## Your instructions
Each record must appear in the answer exactly as given.

## Data extracted from a collection
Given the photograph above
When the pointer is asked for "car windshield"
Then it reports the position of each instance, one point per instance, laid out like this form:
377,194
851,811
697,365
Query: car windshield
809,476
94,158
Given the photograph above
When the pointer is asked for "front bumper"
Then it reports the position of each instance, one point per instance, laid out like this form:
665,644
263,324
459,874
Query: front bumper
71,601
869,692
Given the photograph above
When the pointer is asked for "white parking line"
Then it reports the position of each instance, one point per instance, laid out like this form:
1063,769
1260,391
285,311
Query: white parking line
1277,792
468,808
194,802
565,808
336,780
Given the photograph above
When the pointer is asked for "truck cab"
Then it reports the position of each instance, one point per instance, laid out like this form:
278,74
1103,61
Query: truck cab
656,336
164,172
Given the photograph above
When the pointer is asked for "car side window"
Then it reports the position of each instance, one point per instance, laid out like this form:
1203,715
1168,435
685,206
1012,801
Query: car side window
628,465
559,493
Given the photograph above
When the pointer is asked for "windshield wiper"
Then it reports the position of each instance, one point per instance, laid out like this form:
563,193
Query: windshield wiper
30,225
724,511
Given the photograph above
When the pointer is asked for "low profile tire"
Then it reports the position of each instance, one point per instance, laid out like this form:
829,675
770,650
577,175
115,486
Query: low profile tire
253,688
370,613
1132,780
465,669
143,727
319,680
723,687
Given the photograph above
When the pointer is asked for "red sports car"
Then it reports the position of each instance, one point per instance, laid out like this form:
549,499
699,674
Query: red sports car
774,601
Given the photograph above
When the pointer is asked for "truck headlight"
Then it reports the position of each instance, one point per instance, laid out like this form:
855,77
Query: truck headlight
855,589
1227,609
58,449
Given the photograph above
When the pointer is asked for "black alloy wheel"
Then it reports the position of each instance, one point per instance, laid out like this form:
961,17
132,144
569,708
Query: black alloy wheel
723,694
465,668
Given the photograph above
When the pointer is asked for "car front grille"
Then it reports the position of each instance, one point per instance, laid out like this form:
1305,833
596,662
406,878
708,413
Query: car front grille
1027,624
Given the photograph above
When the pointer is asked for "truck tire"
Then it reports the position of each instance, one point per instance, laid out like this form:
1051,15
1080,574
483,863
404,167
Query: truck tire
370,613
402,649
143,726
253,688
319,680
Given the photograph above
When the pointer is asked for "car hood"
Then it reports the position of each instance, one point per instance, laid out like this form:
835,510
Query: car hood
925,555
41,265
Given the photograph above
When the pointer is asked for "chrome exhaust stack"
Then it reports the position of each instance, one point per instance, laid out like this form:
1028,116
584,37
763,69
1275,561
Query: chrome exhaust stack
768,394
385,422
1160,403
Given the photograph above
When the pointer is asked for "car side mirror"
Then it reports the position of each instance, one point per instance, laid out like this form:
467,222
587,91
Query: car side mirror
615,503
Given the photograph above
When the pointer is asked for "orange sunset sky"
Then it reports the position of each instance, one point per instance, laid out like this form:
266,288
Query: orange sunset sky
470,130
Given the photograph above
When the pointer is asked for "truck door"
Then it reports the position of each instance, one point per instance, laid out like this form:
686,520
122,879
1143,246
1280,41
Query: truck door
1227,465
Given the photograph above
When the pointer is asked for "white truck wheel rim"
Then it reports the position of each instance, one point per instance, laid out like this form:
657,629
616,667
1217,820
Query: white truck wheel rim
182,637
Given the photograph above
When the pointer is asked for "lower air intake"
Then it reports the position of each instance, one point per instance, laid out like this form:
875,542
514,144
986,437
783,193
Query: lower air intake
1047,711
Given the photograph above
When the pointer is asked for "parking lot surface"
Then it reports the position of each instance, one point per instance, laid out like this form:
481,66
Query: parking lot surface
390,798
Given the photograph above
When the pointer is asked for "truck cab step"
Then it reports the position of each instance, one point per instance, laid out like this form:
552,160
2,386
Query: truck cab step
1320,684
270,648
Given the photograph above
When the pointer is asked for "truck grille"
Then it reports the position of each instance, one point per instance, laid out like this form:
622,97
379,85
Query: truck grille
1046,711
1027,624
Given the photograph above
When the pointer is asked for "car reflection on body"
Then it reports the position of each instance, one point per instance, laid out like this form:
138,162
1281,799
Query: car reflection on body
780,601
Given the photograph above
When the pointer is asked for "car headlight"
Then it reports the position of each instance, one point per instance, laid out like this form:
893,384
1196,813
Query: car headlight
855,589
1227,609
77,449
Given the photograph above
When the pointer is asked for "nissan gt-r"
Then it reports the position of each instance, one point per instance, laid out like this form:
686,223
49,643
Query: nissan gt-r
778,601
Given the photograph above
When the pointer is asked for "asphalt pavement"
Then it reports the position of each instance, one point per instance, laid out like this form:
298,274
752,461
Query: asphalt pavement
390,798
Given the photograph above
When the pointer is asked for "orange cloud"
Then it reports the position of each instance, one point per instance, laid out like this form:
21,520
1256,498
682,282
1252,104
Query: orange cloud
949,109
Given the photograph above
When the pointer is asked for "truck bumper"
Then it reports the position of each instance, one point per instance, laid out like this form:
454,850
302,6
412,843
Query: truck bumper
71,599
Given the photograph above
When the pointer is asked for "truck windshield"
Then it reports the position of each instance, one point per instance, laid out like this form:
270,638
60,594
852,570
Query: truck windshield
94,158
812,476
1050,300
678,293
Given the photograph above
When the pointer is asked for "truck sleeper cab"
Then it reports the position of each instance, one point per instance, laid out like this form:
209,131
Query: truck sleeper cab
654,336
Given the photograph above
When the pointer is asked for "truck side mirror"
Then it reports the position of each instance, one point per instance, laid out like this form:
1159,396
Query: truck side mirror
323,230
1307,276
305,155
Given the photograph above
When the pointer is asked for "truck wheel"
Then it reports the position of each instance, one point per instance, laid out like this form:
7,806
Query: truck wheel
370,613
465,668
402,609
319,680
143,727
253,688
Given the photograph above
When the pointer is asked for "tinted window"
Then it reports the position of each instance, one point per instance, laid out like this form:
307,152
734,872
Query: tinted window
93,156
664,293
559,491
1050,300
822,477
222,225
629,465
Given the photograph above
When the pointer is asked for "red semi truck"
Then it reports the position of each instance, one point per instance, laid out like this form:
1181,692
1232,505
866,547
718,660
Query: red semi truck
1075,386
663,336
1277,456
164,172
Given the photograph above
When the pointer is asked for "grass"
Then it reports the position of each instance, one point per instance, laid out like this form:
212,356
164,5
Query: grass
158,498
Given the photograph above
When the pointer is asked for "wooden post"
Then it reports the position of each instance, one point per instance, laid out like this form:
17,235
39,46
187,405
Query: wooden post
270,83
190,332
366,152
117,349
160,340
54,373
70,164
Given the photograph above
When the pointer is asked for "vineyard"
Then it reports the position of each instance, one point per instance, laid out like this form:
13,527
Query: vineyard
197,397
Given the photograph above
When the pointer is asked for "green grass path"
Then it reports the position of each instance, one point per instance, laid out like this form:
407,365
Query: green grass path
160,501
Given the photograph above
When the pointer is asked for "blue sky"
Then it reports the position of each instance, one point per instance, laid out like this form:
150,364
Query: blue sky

## Written solution
Given the photograph above
When the pointer is asked for "car windshield"
Then it reports the position of each instance, one point per instance, laid out like this form:
377,194
851,811
697,365
Query: car windshield
809,476
94,158
Given the photograph above
When the pointer is asked for "front bumper"
Then it reports the position of each instance, one point per instance, laid out like this form:
665,644
263,324
459,874
Query: front bumper
71,601
869,692
Given the photograph above
When the pointer is asked for "white parking line"
Then it reports the position of each instance, one point per instance, laid out like this form:
1063,769
1260,391
285,311
Query: white parking line
1277,792
468,808
194,802
565,808
336,780
Given the photograph above
When the pointer is asked for "truck cab"
Then it reports the position of each instance, one point per instance, laid out like this form:
278,74
1103,61
Query: truck cab
656,336
164,172
Given the photograph above
When the pointer is asked for "car side window"
Then it reports the position of each instance, one point per instance, laid out like this form:
1203,715
1168,435
685,206
1012,801
Query: car side window
628,465
559,493
Given the photograph above
When the pointer is asked for "windshield wiper"
Then it reports the position of each instance, one point per instance, laid out like this form:
563,193
Query: windshield wiper
30,225
724,511
Given the photograph above
When the pointer is asked for "low profile tire"
Then it reports the position of each instance, one point per instance, laid out like this form:
829,675
770,650
577,175
115,486
Query: low profile tire
253,688
370,613
1132,780
465,669
143,727
319,680
723,687
Given the photograph above
When the pointer is asked for "red sports car"
Then it reports the position of each instance, one point per instance, laid out like this form:
549,499
699,674
Query: red sports car
774,601
Given the photograph above
When the pointer is asked for "truck headlight"
Then it reports the position of each instance, one point per instance, laid out like this form:
855,77
Query: truck headlight
855,589
1227,609
58,449
Given the photograph above
When the pointer is asked for "black alloy wheel"
Then it reports the position of each instance, one point per instance, laid out like this form:
961,17
132,144
569,708
Query: black alloy wheel
723,694
465,668
Given the photograph above
When the pointer is asked for "car front grille"
Then it reports the position of each instance, one point per instance, laid out like this form:
1305,833
596,662
406,878
708,413
Query: car front grille
1027,624
Given the photograph above
When the pointer is asked for "truck tire"
Then it reports the position of each instance, one point per instance, laid out like this form:
1051,15
1080,574
483,863
404,167
Query: truck tire
370,613
402,649
143,726
253,688
319,680
Given the photograph above
When the pointer is asked for "car hood"
Then it reports the position of each instance, one point per instance, laid out like this form:
835,510
Query: car hood
925,555
41,265
Given the photograph above
When the pointer is asked for "chrome exhaust stack"
Then it reports the position of each instance, one point per instance, laid out like this form:
1028,116
584,37
763,69
1275,561
Query: chrome exhaust stack
768,394
385,422
1160,403
Given the photograph above
When the pointer is asked for "car side mirror"
Then it reports the position of each instance, one point per instance, laid out like this form:
467,222
587,91
Query: car side mirror
615,503
Given the photograph above
When the pointer is asked for "orange sunset sky"
Then it reports the position of each instance, one point per instance, laid out like this form:
266,288
Query: orange sunset sky
470,130
Given the photograph above
When the pointer is asked for "truck door"
Then it reports the position of each instance, one point per instance, laid out like this form:
686,520
122,879
1143,246
1280,41
Query: truck door
1227,465
Given the photograph above
When the pointer is asked for "white truck wheel rim"
Then it reports the position of each instance, one point per instance, laid out like this form:
657,629
616,667
1217,820
Query: white truck wheel rim
182,637
Given the photograph above
When the pointer is asked for "lower air intake"
Then it reports the position of each instance, one point per instance, laid out like this form:
875,542
514,144
986,437
783,193
Query: lower air intake
1047,711
Given the photograph above
When the pointer is asked for "parking lot surface"
Then it reports the position of each instance, one point per instance, laid out like this form:
481,66
Query: parking lot surface
390,798
Given the photograph above
When the pointer is asked for "truck cab step"
Then it reports the position of each instance, one point per instance, laid out like this form:
552,160
2,386
Query: truck cab step
1320,684
270,648
Given the photograph above
When the pointer is asked for "truck grille"
Then it reports the position of each instance, one point per instance, laid out like this form:
622,97
379,85
Query: truck grille
1046,711
1027,624
Given the photograph above
When the pointer is asked for "car reflection on body"
Then it reports the position of each instance, one point per instance, laid out like this form:
138,162
1281,799
Query: car reflection on body
780,601
Given the photograph above
When the pointer is asked for "car headlight"
Then it reports the position of each instance, one point per instance, laid out like this form:
893,384
1196,813
Query: car headlight
855,589
1227,609
77,449
Given the photograph above
When the pointer is asked for "nissan gt-r"
Then it reports the position of each instance, one point per instance, laid out like this form:
686,223
49,643
Query: nissan gt-r
778,601
Given the photograph above
When the pointer is asked for "asphalt pavement"
Then it reports the position of each instance, one point per instance, laid out like this form:
298,274
752,461
Query: asphalt pavement
390,798
Given the photograph above
When the pointer is asked for "orange cloud"
Then it reports the position of each instance, one point per instance, laid out like this form:
21,520
1256,498
682,282
1252,104
Query: orange cloud
949,109
Given the photograph above
When the pointer is asked for "truck bumper"
Then it reports the position of each instance, one point per instance, laid out like this form:
454,850
302,6
412,843
Query: truck bumper
71,599
Given the photograph above
When the pointer is asked for "truck windshield"
Then it reports the position of each instance, one point per instance, laid out like this form:
270,638
60,594
852,570
Query: truck windshield
94,158
812,476
1050,300
678,293
Given the photograph above
When the pointer is asked for "truck sleeper cab"
Then it reports the position of each instance, one point per instance, laid out like this form:
209,131
Query: truck sleeper cab
654,336
Given the photograph above
When the pointer is asked for "truck side mirror"
Then it reports the position of each instance, one point per instance, laid out like this form:
1159,396
Query: truck side mirror
323,230
1307,276
305,155
Given the photograph above
When the pointer is asked for "truck wheel"
Then it reports the position of each instance, one point per instance, laid out like this form:
7,806
Query: truck wheel
370,613
465,668
402,609
319,680
143,727
253,688
Given the photograph above
When the pointer is asked for "tinted window"
Then it reports the position of each instance, one point per instance, laid out like this form:
307,152
734,872
Query: tinted window
93,156
664,293
559,491
1050,300
822,477
222,225
629,465
Given the photograph above
When the pointer is asked for "red semi truck"
Then it reports the position of each instance, one point per instance, laid out like this form:
1181,692
1232,505
866,547
718,660
Query: red semi truck
1075,386
663,336
1277,456
164,172
Given the photograph above
When the pointer is asked for "grass"
Then it reports the position of each instance, one point per instance, laid out like this form:
212,356
164,5
Query: grass
158,498
Given the photograph above
When the pointer is asked for "wooden post"
Then it reports the position of each instance, one point per instance, laid out like this form:
17,235
39,46
187,405
Query: wooden post
270,83
190,332
366,152
117,349
160,340
54,373
70,164
Given the photograph above
When the pointer is asked for "vineyard"
Then it reports the position of each instance, one point per instance, laid out like this form:
13,527
Query: vineyard
197,397
Given the photograph above
When the pointer is asked for "green grass path"
Then it reports the position of each instance, one point per instance, laid out like this form:
407,365
Query: green grass path
160,501
Given the photograph above
When the pointer is asked for "blue sky"
Then it reports the position of each instance, one point per instance, laid out like this form:
150,364
Query: blue sky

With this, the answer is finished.